*Extrait du document:*

= = =

Entamer une activité artistique à l’automne de sa vie n’est pas chose courante. A 77 ans, Bacha S’mina se lance dans l’apprentissage du dessin, sa passion de toujours, et cette décision tardive a changé sa vie dans le bon sens. Et puis, en encourageant son entourage à ne jamais renoncer à ses rêves, elle donne une belle leçon de persévérance et de volonté.




Parler de soi peut s’avérer un exercice difficile lorsqu’on a l’humilité de S’mina. Le sourire qui ne la quitte presque jamais semble traduire cette qualité à laquelle s’ajoute une sagesse qu’on croirait innée tant elle paraît avoir toujours eu un tempérament des plus pondéré.
Lorsque Bacha S’mina décide, en 2009, de franchir le seuil de la Société des Beaux-arts d’Alger pour s’enquérir des modalités d’inscription, elle ne pouvait espérer un aussi heureux hasard: la limite d’âge pour ce faire était de... 77 ans. Aujourd’hui, à 80 ans, elle savoure la joie de "réaliser quelque chose d’important" dans sa vie et "rien que pour elle".
"La peinture m’habite depuis toute petite mais je ne pensais pas pouvoir un jour m’y mettre. Mon mari devait m’inscrire il y a déjà 30 ans mais j’ai préféré me consacrer entièrement à mes enfants", confie-t-elle à l’APS avant d’avouer ses regrets de n’avoir pas su s’organiser autrement.
Par moments, elle s’arrête de parler tant elle se sentait "gênée" par tant de sollicitude: la voix douce et sereine, l’air quelque peu timide, elle note que d’autres personnes "plus talentueuses" mériteraient qu’on parle d’elles.
Il aura fallu qu’elle reçoive de ses enfants, en guise de cadeau, du matériel de peinture pour que l’idée de peindre se concrétise: d’une toile à une autre, le talent de S’mina s’exprime de mieux en mieux.
Le regard embué par l’émotion que suscite en elle ce souvenir, elle cesse de s’exprimer un laps de temps pour revivre en mémoire cet instant mémorable, à l’origine de ce qui s’apparente, pour elle, à une "révélation".
"Le dessin m’apporte beaucoup de joie. Lorsqu’on se quitte pour les grandes vacances, c’est un moment émouvant pour les élèves et notre enseignant que je considère comme une seconde famille", se réjouit-elle avant qu’un soupçon de regret ne vienne tempérer son ardeur : "Mon enseignant me dit souvent que si j’avais commencé plus tôt je me serais faite un nom aujourd’hui".

= = =

*Tâches:*
a) Traduisez en anglais la phrase suivante de l'extrait du document : « Entamer une activité artistique à l’automne de sa vie n’est pas chose courante. »
b) D'après l'extrait du document, en quelle année Bacha S'mina a-t-elle décidé de se rendre à la Société des Beaux-arts d'Alger pour s'informer des modalités d'inscription ?

= = =

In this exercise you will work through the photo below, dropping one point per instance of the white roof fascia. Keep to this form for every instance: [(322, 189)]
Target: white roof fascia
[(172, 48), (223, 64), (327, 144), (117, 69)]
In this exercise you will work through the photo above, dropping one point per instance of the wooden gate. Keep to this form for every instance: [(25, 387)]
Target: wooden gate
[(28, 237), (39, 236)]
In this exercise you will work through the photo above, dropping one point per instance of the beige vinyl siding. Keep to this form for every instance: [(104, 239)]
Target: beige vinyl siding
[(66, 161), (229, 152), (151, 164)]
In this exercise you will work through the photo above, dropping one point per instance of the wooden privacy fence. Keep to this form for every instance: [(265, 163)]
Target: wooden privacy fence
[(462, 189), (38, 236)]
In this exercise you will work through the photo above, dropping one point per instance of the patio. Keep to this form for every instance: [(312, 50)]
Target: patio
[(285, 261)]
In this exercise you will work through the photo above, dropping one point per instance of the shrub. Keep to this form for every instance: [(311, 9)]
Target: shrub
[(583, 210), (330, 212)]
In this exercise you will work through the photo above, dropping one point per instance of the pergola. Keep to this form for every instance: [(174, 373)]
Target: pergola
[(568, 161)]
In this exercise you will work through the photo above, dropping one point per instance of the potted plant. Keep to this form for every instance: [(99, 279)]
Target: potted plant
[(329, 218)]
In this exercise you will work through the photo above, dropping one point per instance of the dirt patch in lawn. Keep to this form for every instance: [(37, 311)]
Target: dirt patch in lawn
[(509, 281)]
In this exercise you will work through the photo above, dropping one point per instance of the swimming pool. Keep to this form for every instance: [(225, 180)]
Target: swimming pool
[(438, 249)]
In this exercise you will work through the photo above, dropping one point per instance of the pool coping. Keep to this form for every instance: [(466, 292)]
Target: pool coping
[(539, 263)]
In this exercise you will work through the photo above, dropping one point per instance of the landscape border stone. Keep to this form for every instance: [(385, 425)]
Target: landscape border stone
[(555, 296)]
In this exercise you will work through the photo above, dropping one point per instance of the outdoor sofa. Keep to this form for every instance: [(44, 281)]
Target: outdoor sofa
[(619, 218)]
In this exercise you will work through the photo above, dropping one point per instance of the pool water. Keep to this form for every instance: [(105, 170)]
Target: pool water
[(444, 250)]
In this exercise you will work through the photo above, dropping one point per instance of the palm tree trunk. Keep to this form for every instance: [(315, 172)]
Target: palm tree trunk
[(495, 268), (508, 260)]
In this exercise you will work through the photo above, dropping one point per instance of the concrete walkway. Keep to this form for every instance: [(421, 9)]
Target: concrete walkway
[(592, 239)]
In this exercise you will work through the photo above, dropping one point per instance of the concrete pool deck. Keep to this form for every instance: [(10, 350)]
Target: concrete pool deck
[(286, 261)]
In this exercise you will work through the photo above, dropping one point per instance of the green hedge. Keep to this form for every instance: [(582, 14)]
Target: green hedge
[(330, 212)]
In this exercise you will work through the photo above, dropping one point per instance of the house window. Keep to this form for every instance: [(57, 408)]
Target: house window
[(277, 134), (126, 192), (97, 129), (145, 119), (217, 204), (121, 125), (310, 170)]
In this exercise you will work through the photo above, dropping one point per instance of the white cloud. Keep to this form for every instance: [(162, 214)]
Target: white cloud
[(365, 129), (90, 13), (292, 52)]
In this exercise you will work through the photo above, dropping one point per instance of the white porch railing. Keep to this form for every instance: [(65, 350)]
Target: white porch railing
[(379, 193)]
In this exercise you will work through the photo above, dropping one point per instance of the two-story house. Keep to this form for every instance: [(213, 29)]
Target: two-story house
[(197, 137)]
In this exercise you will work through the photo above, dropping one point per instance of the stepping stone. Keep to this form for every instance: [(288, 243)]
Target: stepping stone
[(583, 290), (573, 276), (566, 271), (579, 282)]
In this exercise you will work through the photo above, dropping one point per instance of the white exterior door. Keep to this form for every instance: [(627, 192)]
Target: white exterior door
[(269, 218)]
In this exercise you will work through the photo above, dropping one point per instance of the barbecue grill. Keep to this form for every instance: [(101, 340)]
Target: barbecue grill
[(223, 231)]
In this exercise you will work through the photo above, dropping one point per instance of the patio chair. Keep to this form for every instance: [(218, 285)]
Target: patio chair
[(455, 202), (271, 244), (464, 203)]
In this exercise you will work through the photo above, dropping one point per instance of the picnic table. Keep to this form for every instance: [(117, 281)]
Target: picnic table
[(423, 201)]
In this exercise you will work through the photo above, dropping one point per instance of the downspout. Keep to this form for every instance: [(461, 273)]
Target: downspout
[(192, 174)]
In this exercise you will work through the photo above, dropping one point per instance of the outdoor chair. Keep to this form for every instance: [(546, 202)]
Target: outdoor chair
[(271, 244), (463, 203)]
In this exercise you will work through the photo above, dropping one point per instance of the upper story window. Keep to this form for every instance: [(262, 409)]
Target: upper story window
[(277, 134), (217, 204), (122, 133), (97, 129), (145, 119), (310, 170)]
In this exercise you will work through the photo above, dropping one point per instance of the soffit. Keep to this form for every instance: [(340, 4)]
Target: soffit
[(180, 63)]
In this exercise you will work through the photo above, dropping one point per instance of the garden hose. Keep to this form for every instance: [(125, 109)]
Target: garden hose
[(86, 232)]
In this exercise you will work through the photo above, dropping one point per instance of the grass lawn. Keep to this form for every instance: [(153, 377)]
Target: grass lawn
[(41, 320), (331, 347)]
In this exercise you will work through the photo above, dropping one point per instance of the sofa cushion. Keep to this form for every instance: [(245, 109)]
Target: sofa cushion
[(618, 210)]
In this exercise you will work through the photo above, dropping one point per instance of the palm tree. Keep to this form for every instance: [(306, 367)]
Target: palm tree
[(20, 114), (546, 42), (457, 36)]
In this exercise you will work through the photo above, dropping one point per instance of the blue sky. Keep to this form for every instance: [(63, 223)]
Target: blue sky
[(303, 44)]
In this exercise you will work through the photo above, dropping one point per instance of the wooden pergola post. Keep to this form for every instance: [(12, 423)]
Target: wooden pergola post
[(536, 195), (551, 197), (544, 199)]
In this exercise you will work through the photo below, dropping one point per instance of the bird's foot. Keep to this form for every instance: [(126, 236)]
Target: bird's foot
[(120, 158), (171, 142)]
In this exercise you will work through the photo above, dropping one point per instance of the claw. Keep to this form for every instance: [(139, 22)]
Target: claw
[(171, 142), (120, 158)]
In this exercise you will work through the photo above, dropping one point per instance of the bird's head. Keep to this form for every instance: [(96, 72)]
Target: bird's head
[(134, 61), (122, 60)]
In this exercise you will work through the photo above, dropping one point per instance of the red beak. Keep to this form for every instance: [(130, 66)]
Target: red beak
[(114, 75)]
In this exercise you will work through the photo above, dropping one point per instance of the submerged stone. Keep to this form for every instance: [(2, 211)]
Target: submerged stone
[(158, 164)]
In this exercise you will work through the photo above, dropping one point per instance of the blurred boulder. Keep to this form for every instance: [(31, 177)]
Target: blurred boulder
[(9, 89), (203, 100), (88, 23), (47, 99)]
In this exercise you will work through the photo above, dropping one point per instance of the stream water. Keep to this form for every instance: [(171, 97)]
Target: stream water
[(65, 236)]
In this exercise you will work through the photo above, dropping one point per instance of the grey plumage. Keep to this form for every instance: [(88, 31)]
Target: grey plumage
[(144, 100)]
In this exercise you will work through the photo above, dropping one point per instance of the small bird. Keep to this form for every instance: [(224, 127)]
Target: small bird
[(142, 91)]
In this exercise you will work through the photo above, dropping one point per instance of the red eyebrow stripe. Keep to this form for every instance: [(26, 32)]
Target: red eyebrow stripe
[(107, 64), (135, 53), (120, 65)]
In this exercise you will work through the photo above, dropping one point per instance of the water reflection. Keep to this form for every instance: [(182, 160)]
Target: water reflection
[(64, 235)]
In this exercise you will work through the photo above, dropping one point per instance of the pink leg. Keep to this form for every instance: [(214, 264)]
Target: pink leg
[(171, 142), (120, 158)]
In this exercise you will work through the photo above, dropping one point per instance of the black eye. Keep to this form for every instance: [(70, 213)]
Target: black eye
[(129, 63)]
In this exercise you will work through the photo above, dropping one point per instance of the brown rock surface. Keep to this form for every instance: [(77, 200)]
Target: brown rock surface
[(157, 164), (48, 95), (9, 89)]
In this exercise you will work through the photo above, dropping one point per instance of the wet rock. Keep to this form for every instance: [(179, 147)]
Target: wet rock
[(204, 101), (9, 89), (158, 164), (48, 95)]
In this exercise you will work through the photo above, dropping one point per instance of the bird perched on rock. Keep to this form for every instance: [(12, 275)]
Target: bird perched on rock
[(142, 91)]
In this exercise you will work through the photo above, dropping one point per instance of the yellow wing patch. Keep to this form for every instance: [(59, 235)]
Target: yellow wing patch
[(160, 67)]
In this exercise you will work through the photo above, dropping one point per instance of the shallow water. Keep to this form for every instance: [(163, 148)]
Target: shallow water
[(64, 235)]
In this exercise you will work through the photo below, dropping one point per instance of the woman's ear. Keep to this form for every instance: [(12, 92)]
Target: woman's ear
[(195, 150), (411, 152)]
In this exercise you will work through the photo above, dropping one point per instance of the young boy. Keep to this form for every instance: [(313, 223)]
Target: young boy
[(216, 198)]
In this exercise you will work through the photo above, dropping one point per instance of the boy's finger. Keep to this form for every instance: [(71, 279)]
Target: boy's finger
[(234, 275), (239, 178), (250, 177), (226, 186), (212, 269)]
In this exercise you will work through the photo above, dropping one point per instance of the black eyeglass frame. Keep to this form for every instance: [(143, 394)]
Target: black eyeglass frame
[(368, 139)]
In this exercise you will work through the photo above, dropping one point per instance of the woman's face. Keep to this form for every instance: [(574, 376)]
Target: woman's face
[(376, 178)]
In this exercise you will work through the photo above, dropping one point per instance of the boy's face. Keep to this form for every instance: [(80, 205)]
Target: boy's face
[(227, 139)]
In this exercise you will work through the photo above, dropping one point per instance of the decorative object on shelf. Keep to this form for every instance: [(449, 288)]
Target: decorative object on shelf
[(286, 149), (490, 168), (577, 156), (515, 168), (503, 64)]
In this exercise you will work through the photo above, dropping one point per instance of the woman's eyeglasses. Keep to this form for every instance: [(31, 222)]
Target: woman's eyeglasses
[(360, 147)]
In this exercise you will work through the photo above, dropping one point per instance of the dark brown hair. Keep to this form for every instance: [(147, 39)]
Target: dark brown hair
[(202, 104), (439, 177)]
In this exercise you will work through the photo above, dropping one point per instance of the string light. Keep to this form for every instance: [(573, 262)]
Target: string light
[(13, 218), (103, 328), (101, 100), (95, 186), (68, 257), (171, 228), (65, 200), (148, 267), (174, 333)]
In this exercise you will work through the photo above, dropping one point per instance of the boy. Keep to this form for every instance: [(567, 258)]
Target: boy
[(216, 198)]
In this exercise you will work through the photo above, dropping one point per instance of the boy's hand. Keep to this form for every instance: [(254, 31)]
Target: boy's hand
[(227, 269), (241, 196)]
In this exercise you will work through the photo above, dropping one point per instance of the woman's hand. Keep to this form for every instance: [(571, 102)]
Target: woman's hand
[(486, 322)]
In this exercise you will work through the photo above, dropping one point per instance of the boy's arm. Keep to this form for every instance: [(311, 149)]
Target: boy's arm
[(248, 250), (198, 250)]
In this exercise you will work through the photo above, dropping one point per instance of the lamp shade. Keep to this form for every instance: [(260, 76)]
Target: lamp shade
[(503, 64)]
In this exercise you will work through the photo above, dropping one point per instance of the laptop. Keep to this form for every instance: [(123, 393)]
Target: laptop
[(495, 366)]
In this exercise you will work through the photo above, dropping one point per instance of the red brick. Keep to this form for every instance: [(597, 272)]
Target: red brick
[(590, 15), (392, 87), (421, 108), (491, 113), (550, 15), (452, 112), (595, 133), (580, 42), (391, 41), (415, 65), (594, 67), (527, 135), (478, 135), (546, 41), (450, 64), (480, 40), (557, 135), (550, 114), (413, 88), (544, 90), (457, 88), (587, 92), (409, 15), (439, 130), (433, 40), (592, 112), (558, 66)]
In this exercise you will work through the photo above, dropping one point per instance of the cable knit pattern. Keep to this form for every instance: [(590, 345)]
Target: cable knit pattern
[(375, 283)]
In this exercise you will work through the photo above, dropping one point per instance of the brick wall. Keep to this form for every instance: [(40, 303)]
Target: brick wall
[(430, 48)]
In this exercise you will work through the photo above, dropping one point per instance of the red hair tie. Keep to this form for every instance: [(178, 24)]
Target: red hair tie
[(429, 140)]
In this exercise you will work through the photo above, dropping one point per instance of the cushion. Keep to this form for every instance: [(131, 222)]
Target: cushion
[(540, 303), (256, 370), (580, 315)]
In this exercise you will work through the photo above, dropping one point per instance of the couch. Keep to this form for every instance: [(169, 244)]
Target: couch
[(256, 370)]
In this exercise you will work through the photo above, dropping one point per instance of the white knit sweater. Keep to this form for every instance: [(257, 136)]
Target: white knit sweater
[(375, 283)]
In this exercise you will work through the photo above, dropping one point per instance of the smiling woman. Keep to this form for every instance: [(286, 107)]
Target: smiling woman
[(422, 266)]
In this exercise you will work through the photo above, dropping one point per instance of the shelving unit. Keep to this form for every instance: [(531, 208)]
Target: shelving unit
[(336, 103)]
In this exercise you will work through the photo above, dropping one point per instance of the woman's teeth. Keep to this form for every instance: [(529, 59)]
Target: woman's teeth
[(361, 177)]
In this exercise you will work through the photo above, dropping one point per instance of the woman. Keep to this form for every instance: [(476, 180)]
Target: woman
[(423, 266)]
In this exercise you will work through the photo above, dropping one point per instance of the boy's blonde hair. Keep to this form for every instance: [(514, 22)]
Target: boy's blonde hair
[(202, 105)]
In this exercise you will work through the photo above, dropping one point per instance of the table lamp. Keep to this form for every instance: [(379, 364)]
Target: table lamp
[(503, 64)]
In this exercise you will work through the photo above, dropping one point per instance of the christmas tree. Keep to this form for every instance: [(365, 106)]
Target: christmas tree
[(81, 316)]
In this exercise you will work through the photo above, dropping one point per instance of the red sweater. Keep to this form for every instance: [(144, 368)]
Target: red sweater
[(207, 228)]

= = =

*Les solutions:*
a) Taking up an artistic activity in the autumn of one's life is not a common thing.

b) En 2009.